* Exercises to complete *
- 1) Transcribe the passage on Sean Lannon, starting at "- Criminal penalty: New" and ending at "killer (born 1974)".
- 2) In the passage on Sean Lannon, where were the bodies of four people found on March 5, 2021?
== Document segment
- Born: March 3, 1974 (age 52)
- Convictions: New Jersey Murder New Mexico Second degree murder (4 counts)
- Criminal penalty: New Jersey 35 years imprisonment New Mexico 60 years imprisonment

Details
- Victims: 5 convicted 16 claimed
- Span of crimes: January – March 2021
- Country: United States
- States: New Mexico and New Jersey

= Sean Lannon =

American serial killer (born 1974)

Sean M. Lannon (born March 3, 1974) is an American serial killer who killed at least five people in New Mexico and New Jersey, including his ex-wife, but has claimed to have killed 16.

==Crimes==
On March 5, 2021, the bodies of four people were found in a vehicle at the Albuquerque International Sunport parking garage. They were identified as Jennifer Lannon (née Whitman), 39, who was Lannon's ex-wife, Matthew Miller, 21, Jesten Mata, 40, and Randall Apostalon, 60, three of whom were reported missing in January. Three days later, 66-year-old Michael Dabkowski was found bludgeoned to death at his home in East Greenwich Township, New Jersey. Lannon was arrested two days later in Missouri after he was caught driving Dabkowski's car, which he had stolen. Following his arrest, he was brought back to New Jersey, where he claimed to have killed 16 people, 15 of whom were in New Mexico. Lannon also claimed to have been sexually abused as a minor by Dabkowski.
====
== Extracted records
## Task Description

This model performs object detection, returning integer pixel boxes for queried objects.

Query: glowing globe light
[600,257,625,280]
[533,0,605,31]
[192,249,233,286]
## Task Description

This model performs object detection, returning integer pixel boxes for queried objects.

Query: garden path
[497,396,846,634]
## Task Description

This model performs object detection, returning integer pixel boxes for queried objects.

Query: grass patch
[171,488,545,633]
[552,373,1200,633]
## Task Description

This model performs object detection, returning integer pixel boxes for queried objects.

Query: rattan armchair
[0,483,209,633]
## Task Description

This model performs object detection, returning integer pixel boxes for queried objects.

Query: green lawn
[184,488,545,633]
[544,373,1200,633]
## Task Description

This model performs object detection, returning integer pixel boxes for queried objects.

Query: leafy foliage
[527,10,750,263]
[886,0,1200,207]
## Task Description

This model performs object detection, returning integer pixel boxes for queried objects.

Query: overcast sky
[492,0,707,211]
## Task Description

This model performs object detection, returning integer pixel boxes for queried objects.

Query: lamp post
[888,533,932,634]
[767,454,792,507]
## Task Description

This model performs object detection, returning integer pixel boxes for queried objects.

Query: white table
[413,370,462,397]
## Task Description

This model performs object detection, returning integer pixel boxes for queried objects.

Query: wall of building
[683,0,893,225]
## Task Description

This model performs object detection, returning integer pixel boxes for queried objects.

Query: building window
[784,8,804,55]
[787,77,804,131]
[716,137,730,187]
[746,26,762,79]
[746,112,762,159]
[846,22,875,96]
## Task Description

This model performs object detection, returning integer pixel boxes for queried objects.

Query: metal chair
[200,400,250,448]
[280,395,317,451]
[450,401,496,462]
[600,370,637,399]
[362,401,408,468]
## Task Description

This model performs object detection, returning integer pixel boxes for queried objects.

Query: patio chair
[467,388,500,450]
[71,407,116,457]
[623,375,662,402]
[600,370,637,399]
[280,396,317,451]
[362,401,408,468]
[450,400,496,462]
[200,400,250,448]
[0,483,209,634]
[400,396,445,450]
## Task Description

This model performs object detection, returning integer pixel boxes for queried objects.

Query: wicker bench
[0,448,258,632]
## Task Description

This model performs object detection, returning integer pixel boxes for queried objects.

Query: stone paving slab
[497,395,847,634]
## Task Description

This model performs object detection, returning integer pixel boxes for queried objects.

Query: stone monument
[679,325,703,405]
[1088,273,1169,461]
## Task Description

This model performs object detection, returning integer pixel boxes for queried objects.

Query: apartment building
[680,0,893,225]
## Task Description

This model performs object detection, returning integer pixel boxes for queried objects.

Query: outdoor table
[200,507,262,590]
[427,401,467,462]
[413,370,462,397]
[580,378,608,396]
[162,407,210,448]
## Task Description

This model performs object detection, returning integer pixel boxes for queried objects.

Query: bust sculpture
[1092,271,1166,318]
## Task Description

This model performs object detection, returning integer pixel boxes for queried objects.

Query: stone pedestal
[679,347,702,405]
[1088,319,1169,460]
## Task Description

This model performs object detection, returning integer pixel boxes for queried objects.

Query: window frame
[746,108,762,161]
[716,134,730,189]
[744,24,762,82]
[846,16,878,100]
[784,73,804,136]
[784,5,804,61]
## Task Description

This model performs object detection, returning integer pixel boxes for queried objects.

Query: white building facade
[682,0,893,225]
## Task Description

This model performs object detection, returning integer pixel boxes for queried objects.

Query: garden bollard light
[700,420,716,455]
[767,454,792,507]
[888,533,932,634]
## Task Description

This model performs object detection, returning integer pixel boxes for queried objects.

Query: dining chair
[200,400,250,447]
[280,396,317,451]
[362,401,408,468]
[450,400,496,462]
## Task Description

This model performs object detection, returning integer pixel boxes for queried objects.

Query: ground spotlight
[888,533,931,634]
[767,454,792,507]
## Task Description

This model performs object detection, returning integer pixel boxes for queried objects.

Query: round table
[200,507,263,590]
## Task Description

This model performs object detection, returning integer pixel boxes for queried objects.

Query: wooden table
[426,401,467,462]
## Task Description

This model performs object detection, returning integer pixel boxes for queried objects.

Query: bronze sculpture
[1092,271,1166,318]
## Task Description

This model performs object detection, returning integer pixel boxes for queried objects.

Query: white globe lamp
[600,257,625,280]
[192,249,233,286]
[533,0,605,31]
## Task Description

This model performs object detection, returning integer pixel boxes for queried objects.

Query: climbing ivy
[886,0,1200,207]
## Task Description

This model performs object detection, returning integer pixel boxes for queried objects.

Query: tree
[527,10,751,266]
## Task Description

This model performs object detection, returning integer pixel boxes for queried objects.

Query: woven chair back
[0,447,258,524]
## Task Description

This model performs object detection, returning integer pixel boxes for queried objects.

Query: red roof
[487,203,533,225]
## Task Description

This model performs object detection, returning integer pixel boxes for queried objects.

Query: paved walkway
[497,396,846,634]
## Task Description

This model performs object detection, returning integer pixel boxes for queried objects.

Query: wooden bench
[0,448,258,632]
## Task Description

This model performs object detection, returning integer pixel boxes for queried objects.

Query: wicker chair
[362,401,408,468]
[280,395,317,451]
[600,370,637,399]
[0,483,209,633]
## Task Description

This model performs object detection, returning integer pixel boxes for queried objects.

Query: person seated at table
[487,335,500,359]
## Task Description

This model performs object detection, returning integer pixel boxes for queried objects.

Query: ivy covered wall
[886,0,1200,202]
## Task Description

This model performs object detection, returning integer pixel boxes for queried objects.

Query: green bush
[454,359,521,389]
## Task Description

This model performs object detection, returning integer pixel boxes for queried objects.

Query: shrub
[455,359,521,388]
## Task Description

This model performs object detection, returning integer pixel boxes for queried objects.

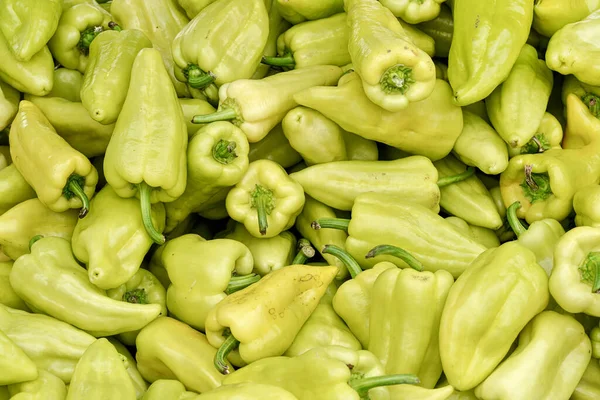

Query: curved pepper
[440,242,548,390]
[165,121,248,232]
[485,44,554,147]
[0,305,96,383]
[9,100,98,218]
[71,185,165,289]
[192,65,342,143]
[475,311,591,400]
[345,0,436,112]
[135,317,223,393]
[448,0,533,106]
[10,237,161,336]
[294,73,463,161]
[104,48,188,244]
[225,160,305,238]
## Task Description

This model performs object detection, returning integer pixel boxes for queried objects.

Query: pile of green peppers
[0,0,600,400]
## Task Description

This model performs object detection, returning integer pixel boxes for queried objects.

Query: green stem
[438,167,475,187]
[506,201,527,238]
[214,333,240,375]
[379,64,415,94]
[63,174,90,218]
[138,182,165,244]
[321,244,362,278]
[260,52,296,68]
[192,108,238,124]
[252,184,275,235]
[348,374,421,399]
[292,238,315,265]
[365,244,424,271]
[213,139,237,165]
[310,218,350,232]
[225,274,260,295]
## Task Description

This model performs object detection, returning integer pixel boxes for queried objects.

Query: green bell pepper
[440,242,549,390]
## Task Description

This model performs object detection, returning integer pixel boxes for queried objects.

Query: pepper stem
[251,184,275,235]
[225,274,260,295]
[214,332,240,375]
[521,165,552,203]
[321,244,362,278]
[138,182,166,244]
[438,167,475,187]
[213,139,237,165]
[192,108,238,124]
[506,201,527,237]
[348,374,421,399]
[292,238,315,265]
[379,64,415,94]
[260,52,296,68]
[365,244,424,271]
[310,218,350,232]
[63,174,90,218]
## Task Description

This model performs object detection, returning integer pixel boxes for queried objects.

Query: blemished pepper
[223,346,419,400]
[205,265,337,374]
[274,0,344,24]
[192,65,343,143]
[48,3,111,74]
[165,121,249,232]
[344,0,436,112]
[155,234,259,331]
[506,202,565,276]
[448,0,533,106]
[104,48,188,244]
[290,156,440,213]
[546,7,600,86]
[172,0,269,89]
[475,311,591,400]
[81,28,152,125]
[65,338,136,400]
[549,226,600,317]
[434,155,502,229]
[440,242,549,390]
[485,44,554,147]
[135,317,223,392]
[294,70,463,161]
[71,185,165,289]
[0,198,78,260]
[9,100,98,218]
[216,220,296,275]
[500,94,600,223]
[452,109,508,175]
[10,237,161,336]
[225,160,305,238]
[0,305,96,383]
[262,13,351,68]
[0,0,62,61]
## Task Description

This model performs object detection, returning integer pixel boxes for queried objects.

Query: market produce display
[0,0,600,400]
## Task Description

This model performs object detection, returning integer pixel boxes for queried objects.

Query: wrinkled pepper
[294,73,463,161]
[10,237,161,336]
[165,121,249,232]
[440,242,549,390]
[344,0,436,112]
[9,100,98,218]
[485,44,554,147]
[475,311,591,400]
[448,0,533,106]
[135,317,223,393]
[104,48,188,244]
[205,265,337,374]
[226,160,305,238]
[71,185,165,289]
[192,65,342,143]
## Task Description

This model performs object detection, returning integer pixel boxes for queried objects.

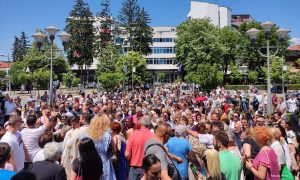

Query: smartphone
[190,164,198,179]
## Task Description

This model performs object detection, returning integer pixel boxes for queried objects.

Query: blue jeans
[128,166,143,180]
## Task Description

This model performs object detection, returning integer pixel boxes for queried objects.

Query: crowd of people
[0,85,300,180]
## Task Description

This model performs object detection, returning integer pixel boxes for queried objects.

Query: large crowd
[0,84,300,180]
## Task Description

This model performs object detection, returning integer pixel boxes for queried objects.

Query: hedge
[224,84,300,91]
====
* Correct answers *
- 1)
- Criminal penalty: New Jersey 35 years imprisonment New Mexico 60 years imprisonment

Details
- Victims: 5 convicted 16 claimed
- Span of crimes: January – March 2021
- Country: United States
- States: New Mexico and New Jersey

= Sean Lannon =

American serial killer (born 1974)

- 2) In a vehicle at the Albuquerque International Sunport parking garage.